Work to complete
Lines with the word "pointer" in them must be copied from the records below.

........

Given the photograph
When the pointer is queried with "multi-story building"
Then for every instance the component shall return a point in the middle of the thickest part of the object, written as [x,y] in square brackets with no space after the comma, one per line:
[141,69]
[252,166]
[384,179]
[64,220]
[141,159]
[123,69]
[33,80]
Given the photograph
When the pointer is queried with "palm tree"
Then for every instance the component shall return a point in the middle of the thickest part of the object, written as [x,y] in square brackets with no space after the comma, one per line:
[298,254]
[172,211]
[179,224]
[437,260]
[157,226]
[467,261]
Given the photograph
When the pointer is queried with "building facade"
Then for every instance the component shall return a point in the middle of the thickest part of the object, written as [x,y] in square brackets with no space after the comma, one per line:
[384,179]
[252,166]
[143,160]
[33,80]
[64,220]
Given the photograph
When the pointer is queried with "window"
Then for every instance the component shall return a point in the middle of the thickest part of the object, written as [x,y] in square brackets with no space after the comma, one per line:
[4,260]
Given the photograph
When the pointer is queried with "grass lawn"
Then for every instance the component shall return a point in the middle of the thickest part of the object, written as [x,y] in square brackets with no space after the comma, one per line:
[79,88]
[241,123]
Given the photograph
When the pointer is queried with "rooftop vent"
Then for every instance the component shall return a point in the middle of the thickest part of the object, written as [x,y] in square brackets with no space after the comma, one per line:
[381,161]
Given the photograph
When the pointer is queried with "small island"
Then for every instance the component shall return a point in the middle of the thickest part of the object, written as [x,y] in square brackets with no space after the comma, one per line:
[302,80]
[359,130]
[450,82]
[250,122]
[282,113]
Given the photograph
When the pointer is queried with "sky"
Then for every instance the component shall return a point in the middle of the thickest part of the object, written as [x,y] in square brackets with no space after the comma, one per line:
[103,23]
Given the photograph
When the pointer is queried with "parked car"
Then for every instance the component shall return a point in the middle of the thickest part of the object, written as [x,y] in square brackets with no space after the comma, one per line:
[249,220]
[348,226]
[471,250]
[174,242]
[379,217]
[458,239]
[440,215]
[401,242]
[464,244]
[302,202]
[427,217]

........

Response below
When the pointer is queried with "multi-story building"
When the pointer is queried with "palm tree"
When the pointer is queried with "building facade"
When the pointer is queried with "window"
When the pointer is queried with "grass lawn"
When the pointer is queried with "rooftop vent"
When the pointer is queried with "small island"
When the pointer is queried with "sky"
When the pointer is queried with "parked car"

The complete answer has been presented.